▶ [CONSIGNE]: Relevez, dans le texte ci-dessous sur les accords de Minsk, tous les chefs d'État dont la déclaration fut annexée à la résolution 2202, en indiquant pour chacun le pays mentionné entre parenthèses.

Je ne peux que déplorer que mes contradicteurs n’aient pas trouvé les documents cités ci-dessus. En réalité, c’est bien normal : ils ne s’intéressent qu’aux agences de presse anglo-saxonnes ou européennes qui refusent de prendre en compte le point de vue russe. Ils prennent pour argent comptant la narration officielle et ne font pas leur travail de vérification.

Pourquoi les accords de Minsk n’ont jamais été appliqués

La Russie a, je l’ai mentionné plus haut, présenté le second protocole au Conseil de sécurité, le 17 février 2015. Ce fut l’objet de la résolution 2202. En annexe, Moscou fit adopter le texte du protocole et la déclaration des quatre chefs d’État : Vladimir Poutine (Russie), Petro Poroshenko (Ukraine), François Hollande (France) et Angela Merkel (Allemagne). Lors des débats, le représentant permanent de l’Ukraine à New York s’est félicité de l’appui sans faille des Nations unies.

Au passage, observons que le représentant permanent de la Chine a, dès ce moment, explicité la position qui est toujours la sienne aujourd’hui : la paix ne peut être durable que si l’on répond aux préoccupations de toutes les parties.

Le 31 août 2015, les «nationalistes intégraux» de Sloboda tuent des policiers pendant le vote de la Rada. Jamais la réforme constitutionnelle ne sera adoptée.

Pourtant le second accord de Minsk n’a pas été appliqué. Au Donbass, des affrontements sporadiques ont toujours eu lieu, chaque partie en rejetant la responsabilité sur l’autre. Par ailleurs, Kiev voulait que l’amnistie soit proclamée après les élections locales, tandis que les dirigeants des oblats du Donbass, voulaient qu’elle le soit avant. Ils auraient ainsi pu se présenter aux élections et les auraient probablement gagnées. Des amendements constitutionnels ont bien été soumis au vote, le 31 août 2015, à la Verkhovna Rada, en présence… de l’envoyée spéciale états-unienne, la straussienne Victoria Nuland qui avait organisé le coup d’État de 2014 (dit «EuroMaïdan»). Les élus du parti «nationaliste intégral» Sloboda, tentèrent de bloquer le vote et envahirent la tribune aux cris de «Honte !» et de «Trahison !»11. Pendant ce temps, des affrontements opposèrent, à l’extérieur de l’Assemblée, la police à des miliciens «nationalistes intégraux», faisant 4 morts et 122 blessés. À la Rada, la majorité qualifiée ne fut pas atteinte et la réforme constitutionnelle ne fut pas adoptée.

Items d'étiquetage des contours:
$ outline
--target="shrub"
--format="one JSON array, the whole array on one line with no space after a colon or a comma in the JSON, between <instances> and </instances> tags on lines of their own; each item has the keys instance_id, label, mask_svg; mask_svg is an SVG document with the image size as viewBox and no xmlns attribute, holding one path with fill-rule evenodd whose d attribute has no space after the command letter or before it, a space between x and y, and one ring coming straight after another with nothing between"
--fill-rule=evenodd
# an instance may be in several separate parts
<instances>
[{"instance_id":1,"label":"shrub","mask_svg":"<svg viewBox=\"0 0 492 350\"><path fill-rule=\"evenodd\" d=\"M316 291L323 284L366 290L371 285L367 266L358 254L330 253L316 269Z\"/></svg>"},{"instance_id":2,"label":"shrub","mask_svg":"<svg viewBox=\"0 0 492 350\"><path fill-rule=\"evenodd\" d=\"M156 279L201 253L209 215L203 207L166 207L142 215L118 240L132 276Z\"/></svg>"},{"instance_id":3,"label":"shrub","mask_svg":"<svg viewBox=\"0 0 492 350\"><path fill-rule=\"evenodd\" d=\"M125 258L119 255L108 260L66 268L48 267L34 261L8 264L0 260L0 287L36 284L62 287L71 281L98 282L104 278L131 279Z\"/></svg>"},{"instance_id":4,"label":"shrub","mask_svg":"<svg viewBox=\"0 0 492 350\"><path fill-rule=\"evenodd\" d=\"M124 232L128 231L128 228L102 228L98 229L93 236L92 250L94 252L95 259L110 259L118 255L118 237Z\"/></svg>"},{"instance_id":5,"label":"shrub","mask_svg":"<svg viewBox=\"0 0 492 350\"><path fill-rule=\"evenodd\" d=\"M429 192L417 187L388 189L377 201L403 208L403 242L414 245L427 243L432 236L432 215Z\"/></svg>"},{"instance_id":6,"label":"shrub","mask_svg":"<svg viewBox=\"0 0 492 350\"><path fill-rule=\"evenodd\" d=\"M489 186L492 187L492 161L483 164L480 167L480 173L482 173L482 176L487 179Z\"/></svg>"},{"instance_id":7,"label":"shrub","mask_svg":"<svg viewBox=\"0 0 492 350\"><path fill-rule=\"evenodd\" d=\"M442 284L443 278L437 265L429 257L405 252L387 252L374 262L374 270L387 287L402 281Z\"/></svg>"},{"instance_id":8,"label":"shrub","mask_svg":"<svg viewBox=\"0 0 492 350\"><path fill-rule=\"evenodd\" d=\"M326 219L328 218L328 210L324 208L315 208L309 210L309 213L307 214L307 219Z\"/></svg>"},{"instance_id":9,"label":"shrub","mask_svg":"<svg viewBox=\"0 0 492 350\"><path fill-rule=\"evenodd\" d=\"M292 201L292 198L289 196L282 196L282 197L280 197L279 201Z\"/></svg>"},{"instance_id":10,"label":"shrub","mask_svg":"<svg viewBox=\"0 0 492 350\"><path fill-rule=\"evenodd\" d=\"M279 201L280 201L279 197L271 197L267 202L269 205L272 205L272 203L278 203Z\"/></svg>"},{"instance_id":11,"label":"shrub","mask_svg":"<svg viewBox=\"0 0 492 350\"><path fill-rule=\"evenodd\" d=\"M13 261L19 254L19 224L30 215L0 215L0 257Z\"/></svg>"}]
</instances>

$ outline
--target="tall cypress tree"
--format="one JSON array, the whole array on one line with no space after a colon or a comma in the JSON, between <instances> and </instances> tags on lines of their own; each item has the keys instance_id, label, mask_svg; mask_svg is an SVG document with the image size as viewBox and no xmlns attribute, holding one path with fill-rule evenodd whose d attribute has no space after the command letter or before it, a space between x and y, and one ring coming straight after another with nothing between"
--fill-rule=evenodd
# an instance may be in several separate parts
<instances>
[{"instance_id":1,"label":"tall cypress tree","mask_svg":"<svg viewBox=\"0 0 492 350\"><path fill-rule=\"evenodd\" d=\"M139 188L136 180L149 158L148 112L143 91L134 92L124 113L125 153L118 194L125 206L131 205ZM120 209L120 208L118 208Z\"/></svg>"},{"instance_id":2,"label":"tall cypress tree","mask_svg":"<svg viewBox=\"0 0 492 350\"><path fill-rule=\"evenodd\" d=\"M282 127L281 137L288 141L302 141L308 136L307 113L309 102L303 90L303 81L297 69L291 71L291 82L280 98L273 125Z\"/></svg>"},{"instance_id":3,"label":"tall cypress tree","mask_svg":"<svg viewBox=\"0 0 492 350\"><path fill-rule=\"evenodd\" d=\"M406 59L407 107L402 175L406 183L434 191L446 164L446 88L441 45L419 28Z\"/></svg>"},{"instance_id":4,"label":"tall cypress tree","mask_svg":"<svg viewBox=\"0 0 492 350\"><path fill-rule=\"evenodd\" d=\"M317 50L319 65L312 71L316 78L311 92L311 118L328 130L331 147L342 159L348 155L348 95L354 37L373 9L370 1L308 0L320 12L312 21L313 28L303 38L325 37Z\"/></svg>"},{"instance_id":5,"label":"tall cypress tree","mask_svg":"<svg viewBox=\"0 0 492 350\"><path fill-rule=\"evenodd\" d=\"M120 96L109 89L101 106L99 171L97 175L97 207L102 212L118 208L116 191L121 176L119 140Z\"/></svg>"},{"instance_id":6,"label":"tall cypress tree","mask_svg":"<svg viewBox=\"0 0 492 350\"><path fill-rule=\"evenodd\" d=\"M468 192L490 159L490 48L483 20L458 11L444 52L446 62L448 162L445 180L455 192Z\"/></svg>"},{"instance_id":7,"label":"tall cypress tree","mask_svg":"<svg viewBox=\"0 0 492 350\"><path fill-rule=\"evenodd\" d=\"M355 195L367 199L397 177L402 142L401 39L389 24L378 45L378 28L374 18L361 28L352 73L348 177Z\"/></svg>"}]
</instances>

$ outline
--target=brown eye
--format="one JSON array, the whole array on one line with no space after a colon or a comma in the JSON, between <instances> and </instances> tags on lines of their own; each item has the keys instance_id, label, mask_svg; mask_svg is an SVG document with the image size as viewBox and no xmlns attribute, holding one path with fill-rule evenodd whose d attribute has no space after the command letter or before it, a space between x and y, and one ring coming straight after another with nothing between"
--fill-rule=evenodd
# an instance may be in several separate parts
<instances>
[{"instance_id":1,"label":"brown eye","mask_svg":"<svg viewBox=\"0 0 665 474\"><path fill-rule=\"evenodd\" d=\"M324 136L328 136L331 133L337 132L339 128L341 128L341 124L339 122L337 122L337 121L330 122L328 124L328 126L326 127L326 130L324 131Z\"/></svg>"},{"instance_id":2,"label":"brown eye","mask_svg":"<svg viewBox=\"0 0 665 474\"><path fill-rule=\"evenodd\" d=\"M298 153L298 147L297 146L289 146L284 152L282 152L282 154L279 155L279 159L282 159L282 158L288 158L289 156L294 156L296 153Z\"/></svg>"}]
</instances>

▶ [CORRIGÉ]:
Vladimir Poutine (Russie)
Petro Poroshenko (Ukraine)
François Hollande (France)
Angela Merkel (Allemagne)